# Quoted passage
####################

SEO Visibility Shifts from Review Sites to eCommmerce & User-Generated Content Sites in 2024 by Lily Ray & Silvia Gituto, Amsive.
Excerpt: “Our research revealed a significant shift in top-ranking pages for many commercial queries, where product review & affiliate sites ranked in the top 10 positions last year, but were largely replaced by eCommerce stores in May 2024.”
Excerpt: “Because our index isn’t as large yet, we spend a lot of time building trust scores for domains and web pages. We prioritize high-quality content and use LLMs to detect and prefer reputable sources. People often try to game ranking signals, but since we don’t use the same ones as traditional search engines, spam content doesn’t rise as high in our rankings.” (Cleaned with ChatGPT, see below.)

####################

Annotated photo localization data
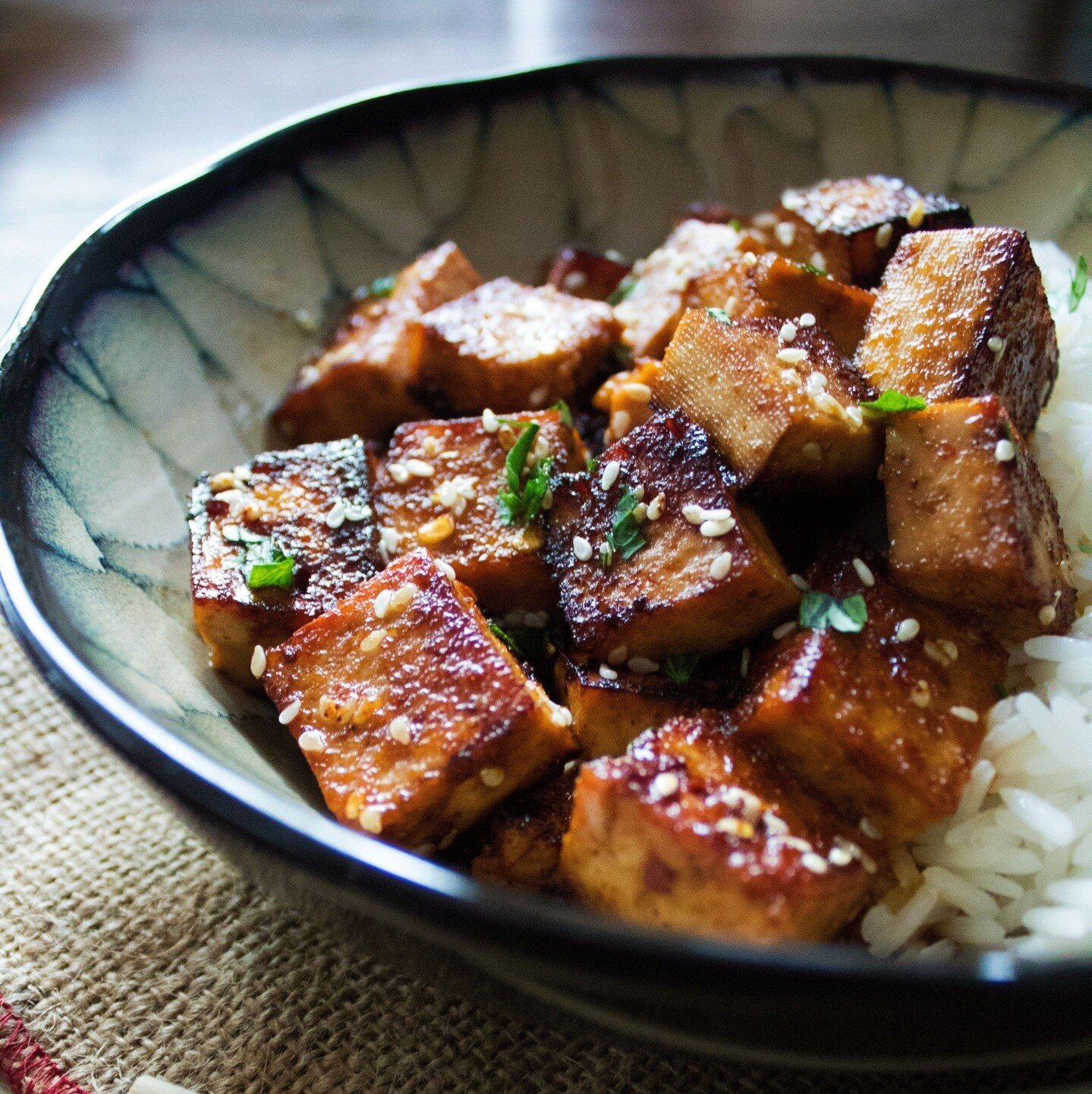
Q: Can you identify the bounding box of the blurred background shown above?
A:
[0,0,1092,328]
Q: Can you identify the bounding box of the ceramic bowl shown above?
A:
[0,57,1092,1067]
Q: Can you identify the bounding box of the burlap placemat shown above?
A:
[6,625,1092,1094]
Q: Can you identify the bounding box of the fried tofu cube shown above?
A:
[546,414,799,656]
[546,247,632,300]
[189,437,380,689]
[591,357,660,444]
[652,308,883,492]
[470,765,577,893]
[417,277,620,414]
[732,551,1007,843]
[263,550,575,848]
[376,410,586,612]
[615,220,742,358]
[854,228,1058,437]
[273,243,482,441]
[688,254,876,357]
[884,395,1077,643]
[782,175,972,287]
[554,653,742,758]
[561,714,880,942]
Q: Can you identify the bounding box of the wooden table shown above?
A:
[0,0,1092,327]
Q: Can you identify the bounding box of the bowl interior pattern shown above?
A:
[17,61,1092,839]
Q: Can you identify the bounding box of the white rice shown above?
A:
[861,243,1092,960]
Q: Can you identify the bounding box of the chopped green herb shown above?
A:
[859,389,929,417]
[243,536,296,588]
[798,588,868,635]
[663,653,702,684]
[1069,255,1089,312]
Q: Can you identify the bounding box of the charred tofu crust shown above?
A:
[856,228,1058,437]
[732,551,1008,843]
[273,243,482,441]
[884,395,1077,643]
[189,437,380,688]
[561,714,878,942]
[263,550,576,848]
[470,765,577,894]
[415,277,620,414]
[782,175,972,287]
[376,410,586,610]
[652,308,883,491]
[546,412,799,660]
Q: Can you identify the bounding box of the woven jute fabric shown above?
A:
[6,625,1092,1094]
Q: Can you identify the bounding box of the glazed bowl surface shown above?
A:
[0,57,1092,1067]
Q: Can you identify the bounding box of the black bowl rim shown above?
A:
[6,54,1092,995]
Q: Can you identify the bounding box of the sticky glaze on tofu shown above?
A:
[263,550,575,848]
[273,243,482,441]
[884,395,1077,643]
[652,308,882,491]
[688,254,876,357]
[554,653,743,758]
[417,277,618,414]
[470,765,577,893]
[561,714,878,942]
[376,410,586,610]
[189,437,380,688]
[732,553,1007,841]
[546,414,798,664]
[782,175,971,287]
[854,228,1058,437]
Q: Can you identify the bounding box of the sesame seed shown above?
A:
[296,730,326,752]
[710,550,732,581]
[777,347,807,364]
[853,558,876,588]
[387,714,410,745]
[648,771,679,797]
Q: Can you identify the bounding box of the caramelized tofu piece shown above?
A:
[376,410,586,610]
[856,228,1058,437]
[554,654,742,758]
[189,437,380,688]
[561,714,878,942]
[688,254,876,357]
[732,556,1007,843]
[417,277,618,414]
[470,765,576,893]
[546,247,632,300]
[615,220,741,357]
[273,243,482,441]
[591,357,660,444]
[263,550,575,848]
[652,308,882,491]
[782,175,972,285]
[546,414,799,672]
[884,395,1077,643]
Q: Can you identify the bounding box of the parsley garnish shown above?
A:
[798,588,868,635]
[1069,255,1089,312]
[663,653,702,684]
[496,421,553,524]
[859,389,929,415]
[243,536,296,588]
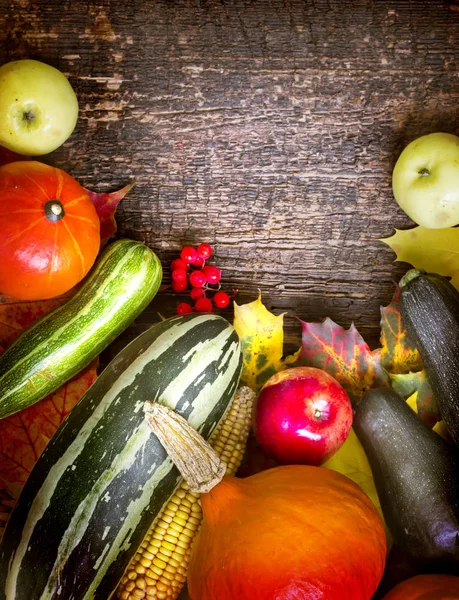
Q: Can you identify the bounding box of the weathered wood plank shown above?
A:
[0,0,459,352]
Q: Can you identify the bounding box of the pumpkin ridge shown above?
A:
[62,221,86,275]
[47,227,59,287]
[22,172,50,201]
[3,215,43,246]
[60,194,89,210]
[55,169,64,204]
[65,212,97,229]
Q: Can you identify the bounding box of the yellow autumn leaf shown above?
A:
[233,296,301,392]
[380,226,459,289]
[322,428,384,520]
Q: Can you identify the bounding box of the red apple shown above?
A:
[253,367,352,466]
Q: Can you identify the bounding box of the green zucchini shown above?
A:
[0,239,162,418]
[353,389,459,572]
[400,269,459,446]
[0,315,242,600]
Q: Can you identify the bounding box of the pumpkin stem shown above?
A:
[144,401,226,494]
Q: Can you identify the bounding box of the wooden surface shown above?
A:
[0,0,459,352]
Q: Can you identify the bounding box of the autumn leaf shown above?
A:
[299,318,389,402]
[0,360,98,498]
[322,428,384,520]
[390,370,441,427]
[0,481,16,541]
[0,292,97,497]
[234,296,301,391]
[380,226,459,289]
[0,292,70,350]
[381,285,423,373]
[85,181,135,246]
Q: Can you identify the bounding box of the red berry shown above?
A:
[202,265,222,285]
[171,279,188,294]
[190,271,206,287]
[172,269,186,281]
[191,256,205,268]
[190,288,206,301]
[194,298,212,312]
[180,246,198,264]
[198,244,212,260]
[171,258,188,271]
[177,302,193,315]
[214,292,230,308]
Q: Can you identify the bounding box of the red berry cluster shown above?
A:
[171,244,230,315]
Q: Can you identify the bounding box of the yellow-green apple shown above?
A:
[253,367,352,466]
[0,59,78,156]
[392,133,459,229]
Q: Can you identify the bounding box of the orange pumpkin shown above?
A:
[383,575,459,600]
[147,404,386,600]
[0,161,100,300]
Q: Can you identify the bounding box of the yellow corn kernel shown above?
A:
[117,387,255,600]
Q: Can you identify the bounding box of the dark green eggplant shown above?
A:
[400,269,459,446]
[353,389,459,572]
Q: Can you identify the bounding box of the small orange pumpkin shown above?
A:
[147,404,386,600]
[0,161,100,300]
[383,575,459,600]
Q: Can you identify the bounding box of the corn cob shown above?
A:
[117,387,255,600]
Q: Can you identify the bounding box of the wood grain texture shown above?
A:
[0,0,459,356]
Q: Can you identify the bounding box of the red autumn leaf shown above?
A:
[0,481,16,541]
[390,370,441,427]
[0,146,30,166]
[0,360,98,498]
[381,285,423,373]
[85,181,135,246]
[0,292,71,350]
[0,290,98,498]
[299,318,390,402]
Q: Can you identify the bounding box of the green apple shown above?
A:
[392,133,459,229]
[0,60,78,156]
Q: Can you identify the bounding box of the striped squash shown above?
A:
[0,315,242,600]
[0,239,162,418]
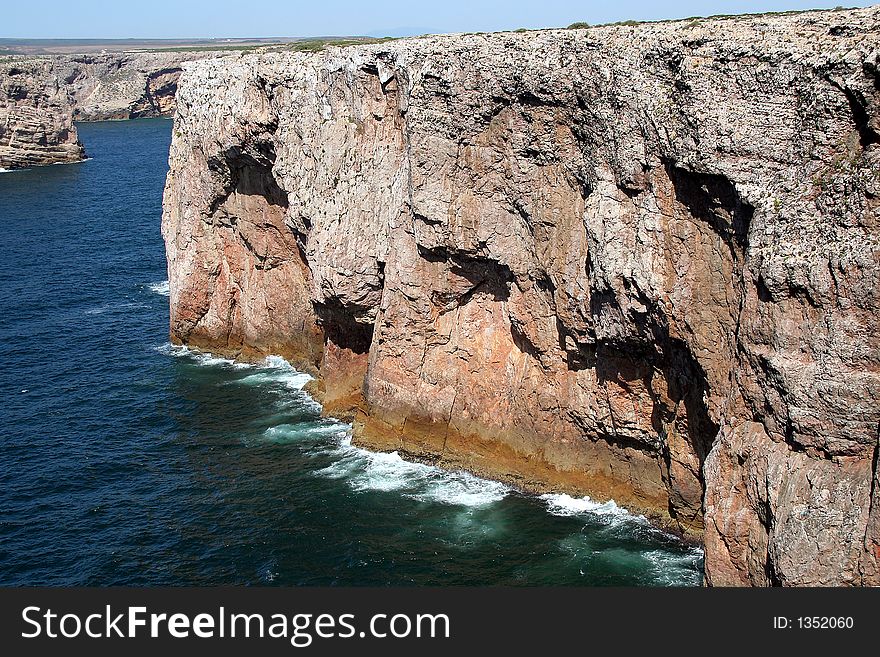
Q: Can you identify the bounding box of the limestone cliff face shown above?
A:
[0,52,237,169]
[163,9,880,585]
[59,52,235,121]
[0,60,85,169]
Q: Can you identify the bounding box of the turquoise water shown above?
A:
[0,119,702,585]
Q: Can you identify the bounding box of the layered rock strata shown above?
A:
[163,8,880,585]
[0,61,85,169]
[0,52,237,169]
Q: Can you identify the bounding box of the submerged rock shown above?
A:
[163,8,880,585]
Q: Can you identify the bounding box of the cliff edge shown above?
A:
[0,51,237,169]
[162,8,880,585]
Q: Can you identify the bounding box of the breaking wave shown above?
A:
[315,432,510,507]
[147,281,171,297]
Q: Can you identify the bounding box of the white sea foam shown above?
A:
[541,493,644,521]
[315,435,510,508]
[147,281,171,297]
[642,547,703,586]
[263,419,348,443]
[155,342,254,370]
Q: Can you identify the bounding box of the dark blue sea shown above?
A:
[0,119,702,586]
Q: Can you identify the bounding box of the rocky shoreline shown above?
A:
[0,51,237,169]
[163,8,880,585]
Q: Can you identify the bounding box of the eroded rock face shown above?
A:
[0,51,241,169]
[0,60,85,169]
[163,9,880,585]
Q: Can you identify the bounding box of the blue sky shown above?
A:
[0,0,872,38]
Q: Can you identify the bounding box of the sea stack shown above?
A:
[162,8,880,586]
[0,59,85,169]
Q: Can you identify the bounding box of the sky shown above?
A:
[0,0,873,39]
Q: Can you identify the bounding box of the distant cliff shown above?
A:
[0,60,85,169]
[163,8,880,585]
[0,51,235,169]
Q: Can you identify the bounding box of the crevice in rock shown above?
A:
[312,297,373,354]
[825,75,880,148]
[665,162,755,254]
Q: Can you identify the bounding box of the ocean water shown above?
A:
[0,119,702,586]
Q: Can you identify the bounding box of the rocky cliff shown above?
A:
[0,51,237,169]
[0,60,85,169]
[163,8,880,585]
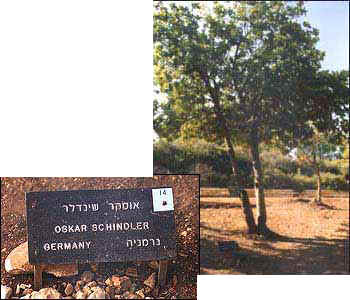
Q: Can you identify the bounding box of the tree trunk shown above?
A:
[225,135,257,234]
[250,133,269,234]
[313,145,321,203]
[314,164,321,204]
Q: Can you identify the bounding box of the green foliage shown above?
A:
[154,139,349,191]
[153,1,324,146]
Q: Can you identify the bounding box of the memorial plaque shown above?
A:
[26,187,176,264]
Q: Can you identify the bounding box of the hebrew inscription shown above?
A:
[26,188,176,264]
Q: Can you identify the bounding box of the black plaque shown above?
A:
[26,187,176,264]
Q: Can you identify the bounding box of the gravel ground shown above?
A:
[1,175,199,299]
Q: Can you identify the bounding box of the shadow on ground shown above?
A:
[200,224,349,275]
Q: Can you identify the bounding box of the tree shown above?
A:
[154,1,324,234]
[298,70,349,203]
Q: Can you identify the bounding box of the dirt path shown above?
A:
[200,197,349,274]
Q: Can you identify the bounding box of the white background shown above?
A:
[0,0,349,300]
[0,0,153,177]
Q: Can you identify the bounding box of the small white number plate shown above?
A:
[152,188,174,212]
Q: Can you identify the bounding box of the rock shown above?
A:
[127,293,141,299]
[86,281,97,288]
[88,287,106,299]
[136,290,145,299]
[19,283,32,290]
[75,280,85,292]
[105,285,115,299]
[5,242,78,277]
[143,286,152,295]
[111,275,121,287]
[80,271,94,282]
[26,291,40,299]
[152,287,159,298]
[83,286,92,297]
[120,276,132,291]
[130,283,138,293]
[1,285,12,299]
[5,242,34,275]
[173,275,177,287]
[64,283,74,296]
[143,273,156,289]
[15,284,21,298]
[148,260,158,270]
[105,277,113,286]
[90,263,98,273]
[37,288,62,299]
[44,264,78,277]
[125,268,139,278]
[23,289,33,295]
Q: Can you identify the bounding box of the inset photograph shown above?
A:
[153,1,349,275]
[1,174,199,299]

####################

# Parts of the exercise
**a)** In the SEO visibility text, what had largely replaced product review and affiliate sites among top-ranking pages by May 2024?
**b)** Reproduce the part of the SEO visibility text from "SEO Visibility Shifts" to "ChatGPT, see below.)", word for word.

# Answers for this exercise
**a)** eCommerce stores

**b)**
SEO Visibility Shifts from Review Sites to eCommmerce & User-Generated Content Sites in 2024 by Lily Ray & Silvia Gituto, Amsive.
Excerpt: “Our research revealed a significant shift in top-ranking pages for many commercial queries, where product review & affiliate sites ranked in the top 10 positions last year, but were largely replaced by eCommerce stores in May 2024.”
Excerpt: “Because our index isn’t as large yet, we spend a lot of time building trust scores for domains and web pages. We prioritize high-quality content and use LLMs to detect and prefer reputable sources. People often try to game ranking signals, but since we don’t use the same ones as traditional search engines, spam content doesn’t rise as high in our rankings.” (Cleaned with ChatGPT, see below.)